DATASET:
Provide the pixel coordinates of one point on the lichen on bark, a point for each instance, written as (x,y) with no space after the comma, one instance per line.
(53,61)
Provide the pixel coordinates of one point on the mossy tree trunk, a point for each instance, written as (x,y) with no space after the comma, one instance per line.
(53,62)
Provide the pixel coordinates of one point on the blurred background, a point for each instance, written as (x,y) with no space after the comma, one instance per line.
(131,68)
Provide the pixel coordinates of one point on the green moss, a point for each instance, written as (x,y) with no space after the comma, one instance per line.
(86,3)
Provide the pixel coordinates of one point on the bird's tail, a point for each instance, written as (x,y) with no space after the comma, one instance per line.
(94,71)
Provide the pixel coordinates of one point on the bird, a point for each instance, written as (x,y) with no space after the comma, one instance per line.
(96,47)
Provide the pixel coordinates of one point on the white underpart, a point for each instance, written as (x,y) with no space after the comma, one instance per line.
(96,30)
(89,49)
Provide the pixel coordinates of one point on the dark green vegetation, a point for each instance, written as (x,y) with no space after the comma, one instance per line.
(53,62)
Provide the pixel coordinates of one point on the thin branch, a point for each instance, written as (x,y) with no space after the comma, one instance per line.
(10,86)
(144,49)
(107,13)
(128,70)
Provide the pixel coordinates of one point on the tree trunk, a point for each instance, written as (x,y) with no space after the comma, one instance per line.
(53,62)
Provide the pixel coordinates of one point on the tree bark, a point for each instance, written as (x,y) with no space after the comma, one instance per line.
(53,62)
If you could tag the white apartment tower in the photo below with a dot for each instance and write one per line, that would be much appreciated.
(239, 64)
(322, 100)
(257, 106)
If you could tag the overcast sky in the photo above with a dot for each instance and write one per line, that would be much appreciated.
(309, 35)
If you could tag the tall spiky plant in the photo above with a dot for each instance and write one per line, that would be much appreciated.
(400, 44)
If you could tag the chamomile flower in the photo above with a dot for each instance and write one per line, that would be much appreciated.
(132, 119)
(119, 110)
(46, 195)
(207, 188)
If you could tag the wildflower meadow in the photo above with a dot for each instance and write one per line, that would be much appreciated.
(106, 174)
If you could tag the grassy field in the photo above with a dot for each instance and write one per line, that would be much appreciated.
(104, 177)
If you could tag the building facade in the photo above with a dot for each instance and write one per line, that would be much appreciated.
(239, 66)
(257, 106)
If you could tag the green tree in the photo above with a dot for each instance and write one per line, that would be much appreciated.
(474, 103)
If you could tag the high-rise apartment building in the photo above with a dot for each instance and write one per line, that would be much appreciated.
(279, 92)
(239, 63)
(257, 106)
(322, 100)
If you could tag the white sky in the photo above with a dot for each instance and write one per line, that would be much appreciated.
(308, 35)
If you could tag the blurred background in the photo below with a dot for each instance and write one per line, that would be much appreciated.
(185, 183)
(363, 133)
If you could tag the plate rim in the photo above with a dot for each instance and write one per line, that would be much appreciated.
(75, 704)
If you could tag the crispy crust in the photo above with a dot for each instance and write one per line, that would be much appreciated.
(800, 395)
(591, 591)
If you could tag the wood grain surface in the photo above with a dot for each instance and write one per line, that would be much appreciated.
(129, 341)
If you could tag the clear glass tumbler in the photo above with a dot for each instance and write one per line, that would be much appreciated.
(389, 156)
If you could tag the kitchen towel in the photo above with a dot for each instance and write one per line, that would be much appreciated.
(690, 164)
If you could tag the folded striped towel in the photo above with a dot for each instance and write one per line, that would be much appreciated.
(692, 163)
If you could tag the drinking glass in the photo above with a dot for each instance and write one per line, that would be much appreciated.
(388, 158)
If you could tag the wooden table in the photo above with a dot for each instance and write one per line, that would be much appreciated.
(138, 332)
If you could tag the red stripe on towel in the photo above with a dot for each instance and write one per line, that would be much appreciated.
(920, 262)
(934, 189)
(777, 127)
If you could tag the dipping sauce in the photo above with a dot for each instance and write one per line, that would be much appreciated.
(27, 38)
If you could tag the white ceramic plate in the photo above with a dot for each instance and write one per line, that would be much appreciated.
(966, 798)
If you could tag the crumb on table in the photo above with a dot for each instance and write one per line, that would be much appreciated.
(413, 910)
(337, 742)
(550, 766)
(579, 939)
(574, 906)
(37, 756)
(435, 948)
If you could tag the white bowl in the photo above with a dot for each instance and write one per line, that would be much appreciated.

EXERCISE DESCRIPTION: Print every line of the material above exactly.

RESPONSE BOX:
Provide the pixel coordinates of one point on the lichen on bark, a point for each instance, written as (x,y) with no space after the comma, one instance per line.
(53,61)
Provide the pixel coordinates of one point on the mossy tree trunk, a point for each instance, written as (x,y) with no space after the comma, one instance per line.
(53,62)
Provide the pixel coordinates of one point on the blurred background, a point for each instance, written as (x,y) with no space after the comma, one instance per line.
(131,68)
Provide the pixel coordinates of one point on the green moss, a point for each instance, written as (x,y) with no space after the comma, one instance per line.
(86,3)
Provide the pixel coordinates of one point on the bird's tail, a point for each instance, written as (x,y) with no space after the comma, one instance per line.
(94,71)
Provide the pixel coordinates of one point on the bird, a point for each instance, written as (x,y) with no space after the comma, one instance per line.
(96,47)
Provide the pixel coordinates of one point on the white underpart, a point for each instance, written as (x,y) with no space after the comma, one instance per line.
(96,30)
(89,49)
Provide the pixel coordinates of one point on the dark green vegetation, a point for each instance, written as (x,y) with no space after the comma, one instance per line.
(53,62)
Provide the pixel coordinates of one point on the thin branch, a point for each instance, written as (x,y) with no space after the comma, one instance per line.
(10,86)
(144,49)
(107,13)
(128,70)
Provide the pixel coordinates of one point on the tree trunk, a point for each instance, written as (x,y) with no space after the comma, one instance per line.
(53,62)
Provide the pixel coordinates of one point on the tree bark, a point for each instance, written as (x,y) with no space after the comma, one instance per line.
(53,62)
If you could tag the white apartment tower in the photo below with a dot for each instance and write one per line, that would be much appreciated.
(239, 64)
(322, 100)
(257, 106)
If you could tag the overcast sky in the photo above with a dot for each instance and write one per line, that would be much appreciated.
(309, 35)
If you could tag the tall spiky plant in the photo above with a dot for each instance and write one per line, that would be much appreciated.
(400, 44)
If you could tag the chamomile flower in the photo above with a dot for each instance and write one per line, that would be much appreciated.
(132, 119)
(119, 110)
(46, 195)
(207, 188)
If you could tag the wildflower meadow in the photo above with a dot for each instance and write one per line, that would be much appreciated.
(106, 174)
If you could tag the grassy field in the photo above with a dot for each instance and write one per line, that would be much appreciated.
(104, 177)
If you could tag the building facade in the photo above with a dot for each instance and write one per line, that would be much appreciated.
(239, 66)
(257, 106)
If you could tag the green tree in the photo above with a dot for each instance and write one per line, that would be much appreciated.
(474, 103)
If you could tag the high-rise apartment building in the photo above with a dot for each instance and write one per line, that would be much appreciated.
(279, 92)
(239, 63)
(257, 106)
(322, 100)
If you could tag the white sky in the photo above with a dot for each instance and write one per line, that would be much appreciated.
(308, 35)
If you could tag the blurred background in the photo below with a dot for each instance and write one per line, that would be much appreciated.
(185, 183)
(363, 133)
If you could tag the plate rim in the photo above with a dot for each instance and write one per line, that would be much appreciated.
(75, 704)
If you could tag the crispy crust in the photo above with a dot for each instance and write one per line, that would be much appreciated.
(800, 395)
(591, 591)
If you could tag the wood grain surface in the photo above with a dot for each instance and write one per line, that would be much appreciated.
(129, 341)
If you could tag the clear glass tumbler in the photo above with a dot for each instance and write one per line, that would be much appreciated.
(389, 156)
If you could tag the kitchen towel in the photo above with a dot for each instance and write one per line, that would be much appreciated.
(690, 164)
If you could tag the folded striped towel in the photo above with a dot for each instance and write one per line, that would be much appreciated.
(692, 163)
If you could tag the drinking glass in the photo above with a dot for each instance and write one per line, that would be much appreciated.
(388, 158)
If you could tag the wooden table in the photo above with a dot for each instance and write one per line, that would be much appreciated.
(138, 332)
If you could tag the red stripe on towel in the photo above with a dot for each instance and write one per line, that would be much appreciated.
(920, 262)
(934, 189)
(777, 127)
If you could tag the dipping sauce in the photo above with a dot for each instance and write one per line, that would be much appreciated.
(27, 38)
If you could tag the white ceramic plate in the photo above with a dot for each instance and write one per line, that would be much appreciated.
(966, 798)
If you could tag the crumb on table in the photo above with a dot for each instance and write one per line, that would be much appreciated.
(413, 910)
(337, 742)
(550, 766)
(579, 939)
(574, 906)
(37, 756)
(435, 948)
If you could tag the white bowl in the photo above with a dot for each instance and write one per line, that would be much appreciated.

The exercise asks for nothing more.